YOUR INSTRUCTIONS: Reproduce every entry below verbatim, line for line, and omit the pictures.

DATA SHOWN:
################
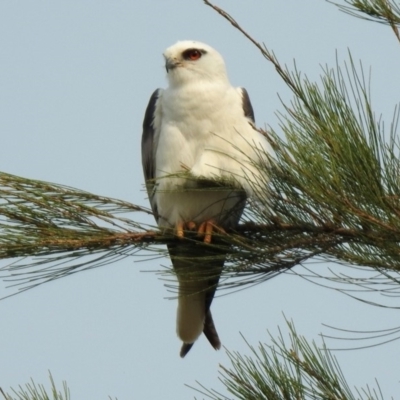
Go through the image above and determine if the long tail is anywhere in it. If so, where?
[168,242,226,357]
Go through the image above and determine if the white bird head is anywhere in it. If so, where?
[164,40,228,85]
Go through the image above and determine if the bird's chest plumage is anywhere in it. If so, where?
[155,84,243,226]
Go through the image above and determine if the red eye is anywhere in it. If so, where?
[183,49,201,61]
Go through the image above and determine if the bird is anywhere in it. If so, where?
[141,40,270,357]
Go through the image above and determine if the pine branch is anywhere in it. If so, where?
[327,0,400,42]
[0,372,71,400]
[0,1,400,306]
[189,321,390,400]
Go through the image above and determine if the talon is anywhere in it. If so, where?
[204,221,214,243]
[175,222,184,239]
[197,222,207,236]
[187,221,196,231]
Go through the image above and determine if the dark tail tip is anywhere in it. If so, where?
[179,343,193,358]
[203,310,221,350]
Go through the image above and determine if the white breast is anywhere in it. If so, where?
[155,84,268,226]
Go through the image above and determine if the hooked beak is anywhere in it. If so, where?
[165,57,180,73]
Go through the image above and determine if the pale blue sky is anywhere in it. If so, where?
[0,0,400,400]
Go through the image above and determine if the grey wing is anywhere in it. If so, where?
[239,88,256,123]
[142,89,162,219]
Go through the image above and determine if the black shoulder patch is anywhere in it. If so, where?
[240,88,256,123]
[142,89,160,181]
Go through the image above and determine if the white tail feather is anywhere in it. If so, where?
[176,277,207,343]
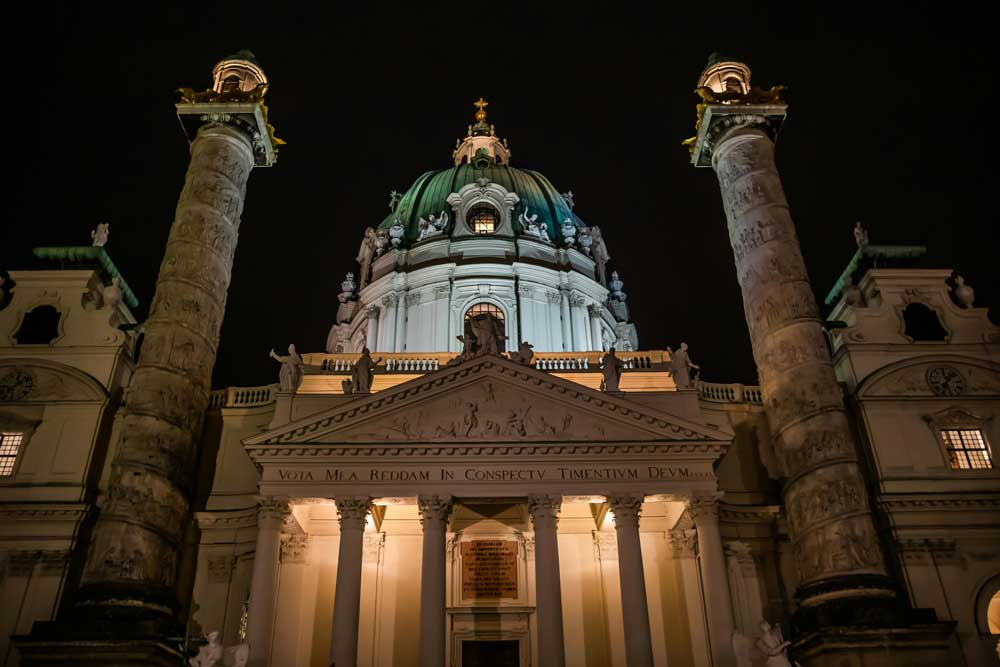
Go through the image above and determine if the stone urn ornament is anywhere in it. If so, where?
[389,218,406,249]
[559,218,576,248]
[951,273,976,308]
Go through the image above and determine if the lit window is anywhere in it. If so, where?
[0,433,24,477]
[466,204,500,234]
[941,428,993,470]
[465,303,503,322]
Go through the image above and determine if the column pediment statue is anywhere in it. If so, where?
[270,345,303,392]
[601,347,625,391]
[90,222,111,248]
[667,343,701,389]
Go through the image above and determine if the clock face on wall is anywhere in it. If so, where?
[927,366,965,396]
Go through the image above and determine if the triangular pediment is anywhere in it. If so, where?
[244,356,732,445]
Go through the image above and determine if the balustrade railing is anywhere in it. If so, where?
[208,384,278,408]
[698,380,763,404]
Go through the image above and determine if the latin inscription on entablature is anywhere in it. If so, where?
[262,462,713,488]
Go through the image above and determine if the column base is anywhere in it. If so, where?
[12,621,187,667]
[789,621,965,667]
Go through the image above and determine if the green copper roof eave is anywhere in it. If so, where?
[823,245,927,306]
[31,246,139,308]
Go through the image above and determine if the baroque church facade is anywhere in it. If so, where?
[0,52,1000,667]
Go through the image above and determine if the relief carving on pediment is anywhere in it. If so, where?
[344,382,650,441]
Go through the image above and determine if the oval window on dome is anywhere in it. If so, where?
[465,302,503,322]
[465,204,500,234]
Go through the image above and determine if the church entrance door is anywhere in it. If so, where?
[462,639,521,667]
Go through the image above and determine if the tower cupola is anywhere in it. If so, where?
[698,53,750,95]
[212,49,267,93]
[452,97,510,169]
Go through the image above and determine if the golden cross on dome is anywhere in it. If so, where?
[472,97,490,123]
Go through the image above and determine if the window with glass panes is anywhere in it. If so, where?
[0,433,24,477]
[941,428,993,470]
[465,204,500,234]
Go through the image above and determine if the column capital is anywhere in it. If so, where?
[607,493,644,527]
[281,533,309,563]
[528,495,562,522]
[417,496,452,527]
[257,496,292,525]
[333,497,372,530]
[685,492,722,521]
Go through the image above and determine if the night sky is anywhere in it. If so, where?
[0,2,1000,387]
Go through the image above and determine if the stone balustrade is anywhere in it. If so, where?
[208,384,278,408]
[698,380,762,404]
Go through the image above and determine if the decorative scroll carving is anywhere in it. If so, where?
[591,530,618,560]
[334,497,372,530]
[361,531,385,562]
[528,495,562,522]
[281,533,309,563]
[608,494,643,526]
[208,554,236,584]
[417,496,452,526]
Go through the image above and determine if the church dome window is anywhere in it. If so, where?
[465,302,503,322]
[466,204,500,235]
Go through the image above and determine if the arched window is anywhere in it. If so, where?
[14,306,60,345]
[903,303,948,343]
[465,204,500,234]
[222,74,240,93]
[465,302,503,322]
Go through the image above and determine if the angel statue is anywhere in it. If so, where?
[270,344,303,392]
[559,218,576,248]
[854,220,868,248]
[90,222,111,248]
[757,620,792,667]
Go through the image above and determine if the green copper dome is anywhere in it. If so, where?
[379,163,585,242]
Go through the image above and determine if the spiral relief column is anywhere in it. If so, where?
[15,52,277,664]
[690,53,895,626]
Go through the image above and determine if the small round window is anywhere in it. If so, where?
[466,204,500,234]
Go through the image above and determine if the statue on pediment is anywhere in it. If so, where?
[510,340,535,366]
[667,343,701,389]
[270,344,303,392]
[352,347,382,394]
[601,347,625,391]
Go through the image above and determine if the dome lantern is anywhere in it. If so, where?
[452,97,510,169]
[698,53,750,95]
[212,49,267,93]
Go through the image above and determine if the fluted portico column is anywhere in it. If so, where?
[330,498,371,667]
[688,493,736,667]
[587,304,604,352]
[608,494,653,667]
[365,304,379,352]
[559,289,573,352]
[528,496,566,667]
[694,95,894,627]
[247,498,291,667]
[417,496,451,667]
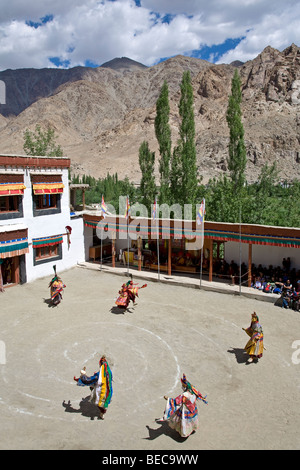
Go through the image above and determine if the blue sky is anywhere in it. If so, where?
[0,0,300,70]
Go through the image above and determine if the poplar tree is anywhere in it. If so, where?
[154,80,171,204]
[171,71,198,205]
[23,125,63,157]
[139,141,156,211]
[226,69,247,192]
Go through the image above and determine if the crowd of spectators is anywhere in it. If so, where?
[251,258,300,311]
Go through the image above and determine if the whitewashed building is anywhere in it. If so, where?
[0,155,85,287]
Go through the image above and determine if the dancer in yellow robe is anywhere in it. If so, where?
[243,312,264,362]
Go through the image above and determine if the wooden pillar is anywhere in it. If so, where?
[168,236,172,276]
[137,237,143,271]
[208,238,214,282]
[248,243,252,287]
[12,256,20,284]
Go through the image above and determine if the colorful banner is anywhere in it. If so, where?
[0,237,29,258]
[32,235,63,248]
[0,183,26,196]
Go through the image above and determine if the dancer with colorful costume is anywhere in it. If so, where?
[74,356,113,419]
[243,312,264,362]
[48,266,66,305]
[115,281,147,309]
[163,374,207,437]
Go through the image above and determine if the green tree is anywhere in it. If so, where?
[139,141,156,211]
[171,71,198,205]
[154,81,171,204]
[226,69,247,193]
[23,125,63,157]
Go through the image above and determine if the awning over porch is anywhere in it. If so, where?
[84,214,300,248]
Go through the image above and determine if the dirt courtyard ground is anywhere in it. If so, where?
[0,267,300,452]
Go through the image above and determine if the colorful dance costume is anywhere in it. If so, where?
[163,374,207,437]
[243,312,264,362]
[74,356,113,418]
[115,281,147,308]
[48,266,66,305]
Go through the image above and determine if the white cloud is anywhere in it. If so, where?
[0,0,300,70]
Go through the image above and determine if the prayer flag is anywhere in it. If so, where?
[125,196,131,219]
[196,199,205,225]
[101,195,107,218]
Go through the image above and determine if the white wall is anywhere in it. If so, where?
[225,242,300,269]
[0,169,85,282]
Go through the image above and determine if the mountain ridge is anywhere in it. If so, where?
[0,44,300,184]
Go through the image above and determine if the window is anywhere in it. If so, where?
[0,196,19,213]
[32,235,63,265]
[31,174,64,217]
[0,173,25,220]
[34,194,57,210]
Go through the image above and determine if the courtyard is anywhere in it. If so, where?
[0,266,300,452]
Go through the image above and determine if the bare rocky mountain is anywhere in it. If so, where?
[0,44,300,183]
################
OUTPUT:
Go through the image above and determine if the long tail is anywhere in it. If so, where?
[168,242,226,357]
Go through the image above and determine if the white bird head is anywhere in it. If so, where?
[164,40,228,85]
Go through the image above and determine if the bird's chest plumage is anywhere in it. If so, where?
[155,84,243,226]
Go through the image above and determine if the red eye is anywhere in it. If so, where?
[183,49,201,61]
Go through the image above and determine if the bird is anywhere in it. If so, where?
[141,40,270,357]
Go through the image above and determine if the pine branch is anywhere in it. If so, where?
[327,0,400,42]
[0,372,71,400]
[0,1,400,306]
[189,321,390,400]
Go through the image above and determine if the talon is anywhere in it. If so, where?
[204,221,214,243]
[175,222,184,239]
[197,222,207,236]
[187,221,196,231]
Go through the image above and determine if the dark tail tip is anywhere in it. If so, where?
[179,343,193,358]
[203,310,221,350]
Go through the image above and determine if the white breast is anywhere in it. If so, where?
[155,84,268,226]
Go through the image above and determine if the hooked beak is anywhere in it. If so, where?
[165,57,180,73]
Go through the image above and determine if the pale blue sky is anywhere in it. If so, where?
[0,0,400,400]
Go through the image above and determine if the grey wing is anywhere in it. If so, where?
[239,88,256,123]
[142,89,162,219]
Go through the image above and determine if the black shoulder patch is anywhere in it. If so, where?
[240,88,256,123]
[142,89,160,181]
Go through the image above and determine if the white tail feather is anywhere in it. If so, where?
[176,277,207,343]
Go through the image above and determine if the stone urn ornament is anywhere in it. If so, where?
[389,218,406,249]
[559,218,576,248]
[951,273,976,308]
Go through the image above and determine if the lit window is anywhere in it. If so, where?
[0,433,24,477]
[466,204,500,234]
[941,428,993,470]
[465,303,503,322]
Go through the image above and determine if the column pediment statue is anywhere in it. If so, where?
[270,345,303,392]
[601,347,625,391]
[90,222,111,248]
[667,343,701,389]
Go through the image above and determine if the clock face on wall is anywhere in it. If so, where?
[927,366,965,396]
Go through the image above and determine if the triangular pediment is anywhere in it. If so, where?
[244,356,732,445]
Go through the image above and determine if the balustrade railing is anywhere in it. If so, where?
[208,384,278,408]
[698,380,763,404]
Go through the image above and determine if the latin inscription on entablature is anywhere in it. If so, where?
[262,462,713,488]
Go through the image above and determine if the column base is anywhere in it. If so, where?
[12,621,187,667]
[789,621,965,667]
Go through the image above and determine if the green copper roof eave is anywhere in it. If so, where?
[823,245,927,306]
[31,246,139,308]
Go through the image above and determine if the baroque church facade is anywhere in it. If so, where?
[0,52,1000,667]
Go through the image above and determine if the relief carving on pediment is anywhere in it. If so, where?
[344,382,650,441]
Go through the image above and determine if the oval window on dome is anywhere in it. If so, where?
[465,302,503,322]
[465,204,500,234]
Go through the image above and determine if the church entrance door is anywhere in it. If so, where?
[462,639,521,667]
Go through the image above and determine if the tower cupola is anywhere in it. If so, where?
[698,53,750,95]
[212,49,267,93]
[452,97,510,169]
Go through the image above and determine if the golden cross on dome is anywhere in it. If so, where?
[472,97,490,123]
Go through the image above and determine if the window with glass panes is anywhere in it. If so, where?
[0,433,24,477]
[941,428,993,470]
[465,204,500,234]
Go through the image above and determine if the column capital is anywhere in it. If so, where?
[607,493,644,527]
[281,533,309,563]
[528,495,562,522]
[417,496,452,527]
[257,496,292,525]
[333,497,372,530]
[685,492,722,521]
Go through the image above and determine if the night sky is anywhere in it. If so, where?
[0,2,1000,387]
Go through the image above and determine if the stone balustrade is anywhere in it. If so, where?
[208,384,278,408]
[698,380,762,404]
Go through the image above and determine if the decorative scroll carving is anywhere in it. If so, where?
[591,530,618,560]
[334,497,372,530]
[361,531,385,562]
[528,495,562,522]
[281,533,309,563]
[608,494,643,526]
[208,554,236,584]
[417,496,452,526]
Go through the image above and determine if the church dome window is anywhere in it. If so, where?
[465,302,503,322]
[466,204,500,235]
Go through the image above and determine if the arched window is anywhere in it. If so, where?
[14,306,60,345]
[903,303,948,343]
[465,204,500,234]
[222,74,240,93]
[465,302,503,322]
Go through the image above and determine if the angel statue is anywhere in it. If so, where?
[270,344,303,392]
[559,218,576,248]
[854,220,868,248]
[90,222,111,248]
[757,620,792,667]
Go through the image above and determine if the green copper dome is anywhere in it. If so, where?
[379,163,585,242]
Go through the image above and determine if the spiral relief column is anywhere in it. If so, where?
[15,52,277,664]
[690,53,895,626]
Go through the image above and determine if the small round window is anywhere in it. If so, where?
[466,204,500,234]
Go through the image above and determine if the statue on pediment is anywhere in it. If so, where?
[510,340,535,366]
[667,343,701,389]
[270,344,303,392]
[352,347,382,394]
[601,347,625,391]
Go through the image above and determine if the dome lantern is anywhere in it. If so, where?
[452,97,510,169]
[698,53,750,95]
[212,49,267,93]
Go through the image above and determine if the fluted portico column is anywhere in it. If so, where?
[330,498,371,667]
[688,493,736,667]
[587,304,604,352]
[608,494,653,667]
[365,304,379,352]
[559,289,573,352]
[528,496,566,667]
[694,95,894,627]
[247,498,291,667]
[417,496,451,667]
Go through the image above and determine if the blue sky is anywhere in it. If so, where?
[0,0,300,70]
Go through the image above and determine if the poplar tree is anywhere in it. If so, where?
[154,80,171,204]
[171,71,198,205]
[23,125,63,157]
[139,141,156,211]
[226,69,247,192]
Go through the image above and determine if the crowd of spectators is anywhere in it. If so, where?
[251,258,300,311]
Go through the image above and determine if the whitewashed building is anywhere in it. If so, where?
[0,155,85,287]
Go through the image above and determine if the dancer in yellow robe is anywhere in it. If so, where?
[243,312,264,362]
Go through the image above and determine if the wooden pillar is anywhere in it. If so, where?
[168,236,172,276]
[137,237,143,271]
[208,238,214,282]
[248,243,252,287]
[12,256,20,284]
Go through the image above and determine if the colorful banner is anywhere in it. If so, where?
[0,237,29,258]
[32,235,63,248]
[0,183,26,196]
Go through the image above and determine if the dancer with colorful costume is anywhere in it. If so, where?
[74,356,113,419]
[243,312,264,362]
[48,266,66,305]
[115,281,147,309]
[163,374,207,437]
Go through the image above and determine if the green tree is anywhere in it. If so, where?
[139,141,156,211]
[171,71,198,205]
[154,81,171,204]
[226,69,247,193]
[23,125,63,157]
Go through the image above and determine if the awning over porch is anywhere in it. If so, where?
[84,214,300,248]
Go through the image above and determine if the dirt courtyard ground is anywhere in it. If so, where?
[0,267,300,452]
Go through the image above and determine if the colorful dance costume is anywhere in it. If so, where?
[163,374,207,437]
[243,312,264,362]
[74,356,113,418]
[115,281,147,308]
[48,266,66,305]
Go through the image above and determine if the white cloud is anywhere in it. If so, where?
[0,0,300,70]
Go through the image above and determine if the prayer flag is anywhere in it. If so, where?
[125,196,131,219]
[196,199,205,225]
[101,195,107,218]
Go through the image above and determine if the white wall is anywhere in it. If so, where?
[225,242,300,269]
[0,169,85,282]
Go through the image above and determine if the mountain ridge is anywhere in it. If so, where?
[0,44,300,184]
Go through the image above and determine if the window is anywhere in it. If so, where?
[0,196,19,213]
[32,235,63,265]
[31,174,64,217]
[0,173,25,220]
[34,194,57,210]
Go through the image above and determine if the courtyard is anywhere in it. If so, where?
[0,266,300,452]
Go through the image above and determine if the bare rocky mountain is anywhere in it. If so, where?
[0,44,300,183]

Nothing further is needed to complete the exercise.